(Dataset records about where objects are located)
## Begin

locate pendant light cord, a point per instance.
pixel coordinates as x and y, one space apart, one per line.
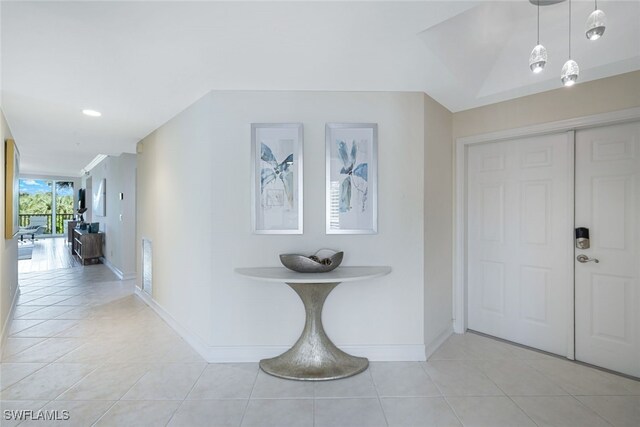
538 22
569 29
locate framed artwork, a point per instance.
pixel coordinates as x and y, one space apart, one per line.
100 199
276 178
351 178
12 188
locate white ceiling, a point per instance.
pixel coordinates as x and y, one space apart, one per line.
141 63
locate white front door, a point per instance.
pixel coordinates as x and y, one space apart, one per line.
608 203
520 221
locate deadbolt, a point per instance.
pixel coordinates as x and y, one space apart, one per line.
583 258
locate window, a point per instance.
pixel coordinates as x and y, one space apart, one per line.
46 202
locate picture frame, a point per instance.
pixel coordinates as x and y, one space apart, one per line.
351 178
277 178
100 199
12 189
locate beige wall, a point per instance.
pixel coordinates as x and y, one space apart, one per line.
598 96
8 248
438 226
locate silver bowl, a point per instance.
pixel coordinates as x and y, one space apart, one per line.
304 264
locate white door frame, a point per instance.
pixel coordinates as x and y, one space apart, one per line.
460 242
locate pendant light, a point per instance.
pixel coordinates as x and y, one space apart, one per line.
596 23
538 57
570 70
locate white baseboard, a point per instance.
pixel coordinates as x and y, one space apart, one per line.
438 341
9 320
116 270
228 354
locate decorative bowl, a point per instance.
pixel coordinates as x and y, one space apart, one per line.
321 262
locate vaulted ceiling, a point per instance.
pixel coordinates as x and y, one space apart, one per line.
141 63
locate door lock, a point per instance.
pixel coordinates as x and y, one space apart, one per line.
583 258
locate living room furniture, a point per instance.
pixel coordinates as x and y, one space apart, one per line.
87 246
71 225
313 357
37 225
33 231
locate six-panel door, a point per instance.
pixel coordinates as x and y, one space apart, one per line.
608 203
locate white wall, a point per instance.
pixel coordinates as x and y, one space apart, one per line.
438 224
120 221
194 204
584 99
8 248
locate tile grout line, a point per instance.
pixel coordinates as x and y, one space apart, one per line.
188 392
375 387
255 380
455 414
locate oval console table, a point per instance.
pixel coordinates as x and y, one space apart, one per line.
313 357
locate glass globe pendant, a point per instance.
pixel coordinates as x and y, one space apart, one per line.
538 58
596 24
570 72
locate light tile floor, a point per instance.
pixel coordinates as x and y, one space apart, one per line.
82 342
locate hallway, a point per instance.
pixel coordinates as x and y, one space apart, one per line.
49 253
83 342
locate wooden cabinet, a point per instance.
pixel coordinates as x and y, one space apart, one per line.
87 246
71 225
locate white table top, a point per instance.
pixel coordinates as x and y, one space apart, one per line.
340 274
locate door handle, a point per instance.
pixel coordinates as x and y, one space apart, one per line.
583 258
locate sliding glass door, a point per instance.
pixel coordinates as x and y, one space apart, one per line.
46 203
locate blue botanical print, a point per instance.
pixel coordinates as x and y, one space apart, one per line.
283 171
352 171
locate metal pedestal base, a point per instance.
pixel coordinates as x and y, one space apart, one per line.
314 357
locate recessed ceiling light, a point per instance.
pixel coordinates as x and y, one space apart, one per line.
92 113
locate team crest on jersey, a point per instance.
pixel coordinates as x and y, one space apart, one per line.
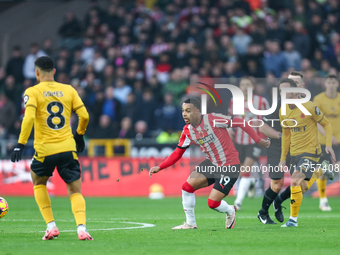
26 99
317 110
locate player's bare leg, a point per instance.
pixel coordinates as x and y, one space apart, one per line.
78 208
245 182
194 182
44 203
269 198
216 202
296 198
322 183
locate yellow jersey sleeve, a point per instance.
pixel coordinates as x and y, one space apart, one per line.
315 111
30 112
76 101
30 98
80 110
319 117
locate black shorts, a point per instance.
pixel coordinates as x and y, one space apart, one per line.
328 157
304 164
273 160
251 151
65 162
223 178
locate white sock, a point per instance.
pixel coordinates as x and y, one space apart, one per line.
51 225
243 188
188 201
225 208
323 200
81 228
293 218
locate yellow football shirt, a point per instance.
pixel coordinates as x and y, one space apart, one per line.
331 108
51 103
303 131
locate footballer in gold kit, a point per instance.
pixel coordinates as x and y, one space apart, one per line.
299 135
329 103
49 105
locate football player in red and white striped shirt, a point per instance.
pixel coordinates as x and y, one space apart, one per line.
248 150
210 133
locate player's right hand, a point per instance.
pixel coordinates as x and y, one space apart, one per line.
17 151
154 170
334 141
79 142
282 164
264 143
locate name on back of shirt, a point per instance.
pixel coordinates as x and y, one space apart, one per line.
53 94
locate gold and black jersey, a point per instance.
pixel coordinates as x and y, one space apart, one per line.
49 105
303 134
331 109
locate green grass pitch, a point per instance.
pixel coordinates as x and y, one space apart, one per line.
113 221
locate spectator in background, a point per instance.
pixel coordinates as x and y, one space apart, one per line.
241 41
292 56
71 27
275 60
28 68
301 40
126 131
108 75
99 62
111 106
48 48
176 85
163 69
13 91
146 108
167 115
7 111
141 130
15 64
105 130
316 61
121 91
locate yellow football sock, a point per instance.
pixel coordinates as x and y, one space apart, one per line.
43 200
322 187
317 173
295 200
78 208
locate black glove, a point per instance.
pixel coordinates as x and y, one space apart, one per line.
79 142
16 154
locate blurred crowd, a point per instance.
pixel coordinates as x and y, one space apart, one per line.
132 62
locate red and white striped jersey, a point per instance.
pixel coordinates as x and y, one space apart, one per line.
212 137
260 103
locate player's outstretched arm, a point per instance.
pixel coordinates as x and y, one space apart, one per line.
172 159
285 143
269 131
83 122
236 122
26 128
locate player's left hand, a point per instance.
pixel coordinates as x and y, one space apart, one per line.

## End

PROBLEM DESCRIPTION
Rewrite all the entries above with "pixel coordinates" changed to "image coordinates" and everything else left as it is. Leave the pictures out.

ANSWER
locate pendant light cord, a point per instance.
image coordinates as x and y, one space apart, one per line.
538 22
569 29
locate framed artwork, a point per instance.
image coordinates as x and y, one space apart, one per line.
100 199
276 178
351 178
12 188
locate white ceiling, a point per instance.
image coordinates as x and y, one space apart, one per line.
141 63
locate white front door, a point per instance.
image coordinates as x and y, one space apart, one per line.
608 203
520 221
locate deadbolt, a point per instance.
image coordinates as x and y, one space apart, one per line.
583 258
locate window, a point per instance.
image coordinates as x and y, one space apart, one per line.
46 202
locate picture frame, a point per instance.
image coordinates as x and y, one space apart, one per line.
351 178
277 178
100 199
12 189
locate beige wall, a point per instance.
image coordinates as x and y, one space apart, one per line.
598 96
8 248
438 226
locate silver bowl, a point per instance.
image coordinates as x and y, one space apart, one per line.
304 264
locate white door frame, a point per instance.
image coordinates as x and y, one space apart, one per line.
460 242
locate pendant light, a point per instance.
image coordinates as x and y, one space apart, one per line.
596 23
538 57
570 70
locate white baseboard, a point per instance.
image coordinates as x and y, one space apart, one per line.
438 341
9 320
116 270
228 354
locate decorative bowl, a point per instance.
image coordinates as x and y, one space apart, one per line.
321 262
locate vaulted ceiling, a point per instance.
image coordinates as x and y, one space apart, one per line.
141 63
locate door lock, a point per instance.
image coordinates as x and y, one space apart, one per line.
583 258
locate living room furniture, a point per instance.
image coordinates as x and y, one space apart, one per line.
87 246
71 225
313 357
37 225
33 231
locate six-panel door, a point per instance.
image coordinates as x and y, one space apart, one per line.
608 203
locate white wall, a point per instance.
image coordinates as x and y, one space apart, one per line.
438 224
120 221
194 204
584 99
8 248
locate tile grout line, a point per instance.
image coordinates as x and y, one space apart, one per line.
188 392
375 387
255 380
455 414
locate oval console table, a point per instance.
image coordinates as x and y, one space apart, one per line.
313 357
locate glass globe pendant, a point per instance.
image coordinates as x and y, one space apart, one per line.
538 58
596 24
570 72
locate light tile floor, a point per instance.
image coordinates as x and y, one space apart, one per line.
82 342
locate hallway, a point per instance.
image coordinates as x and y, one space apart, one per line.
49 253
83 342
locate wooden cabinet, a point per instance.
image coordinates as x and y, one space apart, one per line.
87 246
71 225
locate white table top, a point per instance.
image coordinates as x and y, one space apart, one per line.
340 274
locate door handle, a point per instance.
image coordinates as x and y, one space apart, one per line.
583 258
locate sliding glass door, a point per instance.
image coordinates as x and y, one space apart, one per line.
46 203
locate blue botanical print, a point per instance.
image coordinates as x and y, one space apart, one per line.
283 171
352 171
locate metal pedestal base, a point per instance.
image coordinates as x and y, one space apart, one per line.
314 357
locate recessed ceiling light, a point per instance.
image coordinates as x and y, one space apart, one per line.
92 113
locate team crest on jersey, a point per instance.
image coordinates as x and y, one space apart, one per line.
26 99
317 110
locate player's bare leg, a point per instance.
image coordinates as x and y, one space apart, one per line.
78 208
245 182
194 182
44 203
269 198
216 202
296 198
322 183
locate yellow jersey sleeve, a point per instance.
image coordinates as x and y, one space apart, one per line.
315 111
30 112
76 101
30 98
80 110
319 117
locate black shorts, a point per instance.
image coordinates as x and y, one space apart, one per line.
328 157
304 164
273 160
251 151
65 162
223 178
locate white sock, a point per instance.
image coordinates as x and y, one space apart, one per line.
51 225
243 188
188 201
225 208
323 200
81 228
293 218
locate yellow football shirt, a point per instance.
image coordinates as x and y, one space apart, one per line.
331 108
51 103
303 131
locate footballer in gold kit, a point per instance.
image coordinates as x and y, one space apart, one per line.
299 135
329 103
49 105
locate football player in red and white striped shirt, a point per instance.
image coordinates as x and y, one space apart, one per line.
248 150
210 133
locate player's right hand, a point per instance.
image coordinates as x and y, one space apart, one per line.
17 151
154 170
334 141
79 142
282 164
264 143
locate name on back of shirt, a point per instance.
image coordinates as x and y, one space apart, one per line.
53 94
locate gold and black jersey, a point per instance.
image coordinates as x and y, one space apart, one per line.
49 105
303 134
331 109
locate green grass pitch, a point per instance.
image coordinates as x and y, one space apart, one per line.
113 221
locate spectator in background, a point per instance.
image coordinates as x and y, one space apart, one per line.
241 41
292 56
71 27
275 60
28 68
301 40
126 131
108 75
99 62
111 106
48 48
176 85
163 69
13 91
146 108
167 115
7 111
141 130
15 64
105 130
316 61
121 91
locate yellow football sock, a point per instance.
image coordinates as x and y, one space apart, one per line.
43 200
322 187
317 173
295 200
78 208
locate black glove, a point per instance.
image coordinates as x and y, one space apart, one per line.
79 142
16 154
locate blurred crowd, a point per instance.
image coordinates as x and y, one space apart, one per line.
132 62
locate red and white striped jersey, a point per instance.
image coordinates as x and y, one space apart, one per line.
212 137
260 103
locate player's outstretched arm, a point per instance.
image coordinates as x and y, one space apart, one per line.
172 159
285 143
269 131
83 122
236 122
26 128
locate player's left hand, a point per instance.
image coordinates as x and y, one space apart, one per line.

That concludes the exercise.